GIVEN INSTRUCTION 1 —
In the text about Alvin Garrett below, restate the paragraph that begins "Garrett is best known for replacing" as a short bulleted list that keeps its main facts.

TEXT EXTRACT —

Alvin Lynn Garrett (born October 1, 1956) is a former American football wide receiver in the National Football League (NFL) for the New York Giants and the Washington Redskins.

College career

Before his NFL career, he played college football at Angelo State University, leading the team in receiving in 1977 and 1978.  In 1978, the team went 14-0 and won the NAIA Football National Championship, an experience Garrett called his best memory as a football player.  Garett finished his two college seasons with 40 receptions for 839 yards and six touchdowns.

Professional career
Garrett was drafted in the 9th round of the 1979 NFL draft by the New York Giants.  He played with them until November 1981, when he was cut near the end of the season and signed with Washington.

Garrett is best known for replacing injured starter Art Monk in the 1982 NFL playoffs.  Although he only caught one pass during the regular season, he caught 13 passes for 231 yards and four touchdowns in Washington's three playoff games.  Then in Washington's 27-17 win in Super Bowl XVII, he caught two passes for 13 yards and another touchdown.  He also ripped off a 44-yard run on a reverse play during the third quarter, setting a field goal by kicker Mark Moseley.  At the time, it was the longest run by a receiver in Super Bowl history.

His best season came in 1983 with the Redskins when he played in fifteen games, catching 25 receptions for 332 yards and one touchdown.  He went on to catch a pass for 17 yards and gain 100 yards returning kickoffs in Super Bowl XVIII.

INPUT DATA —

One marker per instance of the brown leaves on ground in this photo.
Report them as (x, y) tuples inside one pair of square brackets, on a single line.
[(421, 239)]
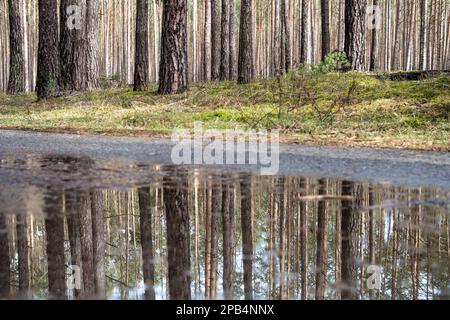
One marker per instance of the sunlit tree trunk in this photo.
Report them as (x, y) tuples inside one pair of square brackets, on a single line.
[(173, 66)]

* * *

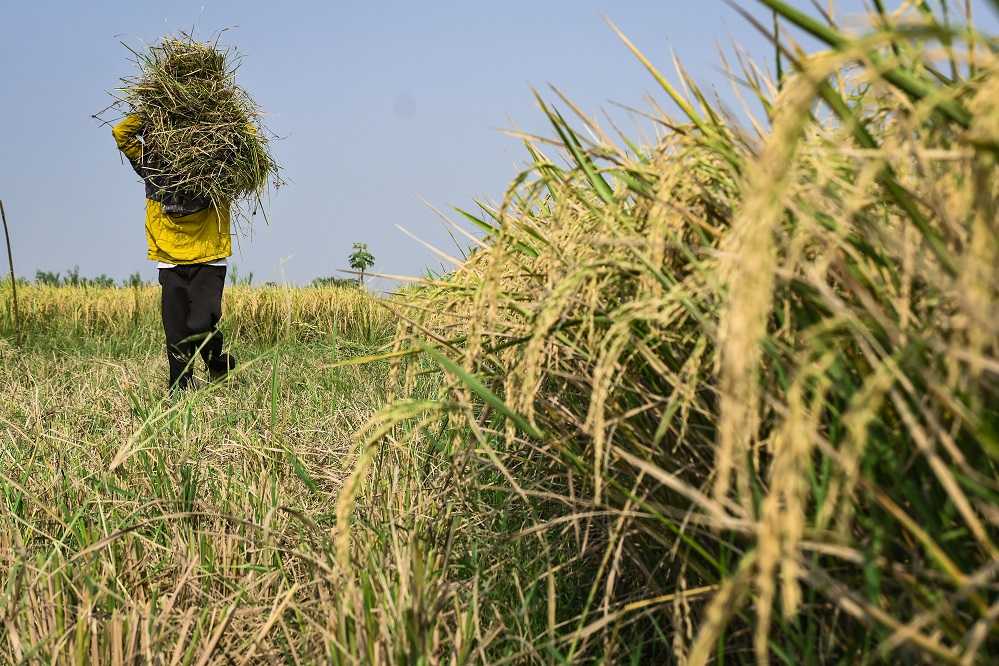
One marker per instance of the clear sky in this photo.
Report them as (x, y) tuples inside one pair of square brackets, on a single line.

GIVEN INSTRUCTION 2 —
In the rows, replace "tuples" with "pairs" in the lines from the one holding "One marker per instance of the brown" through the one holding "[(421, 239)]", inclusive. Give back only those lines, with nothing else changed.

TASK ANSWER 1 —
- Garrett is best known for filling in for injured starter Art Monk in the 1982 NFL playoffs.
- He caught only one pass in the regular season, but in Washington's three playoff games he caught 13 passes for 231 yards and four touchdowns.
- In Washington's 27-17 win in Super Bowl XVII, he caught two passes for 13 yards and a touchdown.
- In the third quarter of that game, he ran 44 yards on a reverse, setting up a field goal by kicker Mark Moseley.
- At the time, it was the longest run by a receiver in Super Bowl history.

TASK ANSWER 2 —
One marker per instance of the brown leaves on ground in this photo.
Report them as (x, y) pairs inside one pair of square brackets, on a single line.
[(421, 239)]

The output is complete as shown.